WORK TO BE COMPLETED:
Copy out the listing below line for line, with nothing changed and nothing left out.

START SOURCE DATA

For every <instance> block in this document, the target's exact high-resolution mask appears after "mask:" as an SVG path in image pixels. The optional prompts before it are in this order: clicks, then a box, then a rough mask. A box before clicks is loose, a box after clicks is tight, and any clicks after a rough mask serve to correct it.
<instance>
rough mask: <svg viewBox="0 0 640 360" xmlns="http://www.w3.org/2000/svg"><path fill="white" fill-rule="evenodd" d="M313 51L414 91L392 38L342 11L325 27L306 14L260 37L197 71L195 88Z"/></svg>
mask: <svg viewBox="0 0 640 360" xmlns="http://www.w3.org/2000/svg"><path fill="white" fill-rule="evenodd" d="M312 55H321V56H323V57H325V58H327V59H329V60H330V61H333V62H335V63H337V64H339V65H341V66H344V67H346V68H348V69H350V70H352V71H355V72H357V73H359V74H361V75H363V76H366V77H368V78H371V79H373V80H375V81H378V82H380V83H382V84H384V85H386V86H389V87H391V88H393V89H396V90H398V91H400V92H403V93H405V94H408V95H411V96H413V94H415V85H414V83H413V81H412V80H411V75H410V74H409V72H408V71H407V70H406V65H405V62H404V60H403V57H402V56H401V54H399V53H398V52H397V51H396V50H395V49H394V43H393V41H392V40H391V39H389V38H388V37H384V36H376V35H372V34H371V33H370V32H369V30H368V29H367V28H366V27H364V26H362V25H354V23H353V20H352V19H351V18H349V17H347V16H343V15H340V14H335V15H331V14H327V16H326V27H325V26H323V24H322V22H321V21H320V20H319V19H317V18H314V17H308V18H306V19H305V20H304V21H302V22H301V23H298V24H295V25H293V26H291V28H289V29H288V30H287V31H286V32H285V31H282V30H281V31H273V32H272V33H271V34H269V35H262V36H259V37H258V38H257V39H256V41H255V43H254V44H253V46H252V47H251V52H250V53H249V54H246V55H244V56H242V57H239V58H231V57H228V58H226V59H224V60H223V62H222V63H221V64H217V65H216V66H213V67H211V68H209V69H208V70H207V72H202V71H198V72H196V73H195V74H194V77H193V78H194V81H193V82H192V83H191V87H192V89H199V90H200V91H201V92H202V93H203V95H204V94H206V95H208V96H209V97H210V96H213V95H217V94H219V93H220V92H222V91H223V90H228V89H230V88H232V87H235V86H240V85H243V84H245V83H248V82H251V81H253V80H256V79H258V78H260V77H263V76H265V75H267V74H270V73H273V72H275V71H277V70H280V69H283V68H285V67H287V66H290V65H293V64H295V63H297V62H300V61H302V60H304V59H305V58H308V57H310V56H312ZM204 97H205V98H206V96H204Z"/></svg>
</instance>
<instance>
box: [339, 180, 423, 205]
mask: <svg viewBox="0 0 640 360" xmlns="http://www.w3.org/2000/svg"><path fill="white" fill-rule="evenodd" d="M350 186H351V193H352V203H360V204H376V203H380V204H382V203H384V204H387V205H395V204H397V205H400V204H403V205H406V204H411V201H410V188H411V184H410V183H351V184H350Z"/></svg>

END SOURCE DATA

ANSWER SPACE:
For every <instance> block in this document, the target's exact high-resolution mask appears after "mask:" as an SVG path in image pixels. The optional prompts before it are in this order: clicks, then a box, then a rough mask. A box before clicks is loose, a box after clicks is tight, and any clicks after a rough mask serve to correct it.
<instance>
rough mask: <svg viewBox="0 0 640 360" xmlns="http://www.w3.org/2000/svg"><path fill="white" fill-rule="evenodd" d="M313 51L414 91L392 38L342 11L325 27L306 14L260 37L197 71L195 88Z"/></svg>
mask: <svg viewBox="0 0 640 360" xmlns="http://www.w3.org/2000/svg"><path fill="white" fill-rule="evenodd" d="M312 55H321V56H323V57H325V58H327V59H329V60H330V61H333V62H335V63H337V64H339V65H341V66H344V67H346V68H348V69H350V70H352V71H355V72H357V73H359V74H361V75H363V76H366V77H368V78H371V79H373V80H375V81H378V82H380V83H382V84H384V85H386V86H389V87H391V88H393V89H396V90H398V91H400V92H403V93H405V94H408V95H411V96H413V94H415V85H414V83H413V81H412V80H411V75H410V74H409V72H408V71H407V70H406V65H405V62H404V60H403V57H402V56H401V54H399V53H398V52H397V51H396V50H395V49H394V43H393V41H392V40H391V39H389V38H388V37H384V36H376V35H372V34H371V33H370V32H369V30H368V29H367V28H366V27H364V26H362V25H354V23H353V20H352V19H351V18H349V17H347V16H343V15H340V14H335V15H331V14H327V16H326V27H325V26H323V24H322V22H321V21H320V20H319V19H317V18H314V17H308V18H306V19H305V20H304V21H302V22H301V23H298V24H295V25H293V26H291V28H289V29H288V30H287V31H286V32H285V31H282V30H281V31H273V32H272V33H271V34H269V35H262V36H259V37H258V38H257V39H256V41H255V43H254V44H253V46H252V47H251V52H250V53H249V54H246V55H244V56H242V57H239V58H231V57H228V58H226V59H224V60H223V62H222V63H221V64H217V65H216V66H213V67H211V68H209V69H208V70H207V72H202V71H198V72H196V73H195V74H194V77H193V78H194V81H193V82H192V83H191V87H192V89H199V90H200V91H201V92H202V93H203V95H204V94H206V95H208V96H209V97H210V96H213V95H217V94H219V93H220V92H222V91H223V90H228V89H230V88H232V87H235V86H240V85H243V84H245V83H248V82H251V81H253V80H256V79H258V78H260V77H263V76H265V75H267V74H270V73H273V72H275V71H277V70H280V69H283V68H285V67H287V66H290V65H293V64H295V63H297V62H300V61H302V60H304V59H305V58H308V57H310V56H312ZM204 97H205V98H206V96H204Z"/></svg>
</instance>
<instance>
box: [339, 180, 423, 205]
mask: <svg viewBox="0 0 640 360" xmlns="http://www.w3.org/2000/svg"><path fill="white" fill-rule="evenodd" d="M350 186H351V193H352V203H360V204H376V203H380V204H382V203H384V204H387V205H395V204H397V205H400V204H403V205H406V204H411V201H410V188H411V184H410V183H351V184H350Z"/></svg>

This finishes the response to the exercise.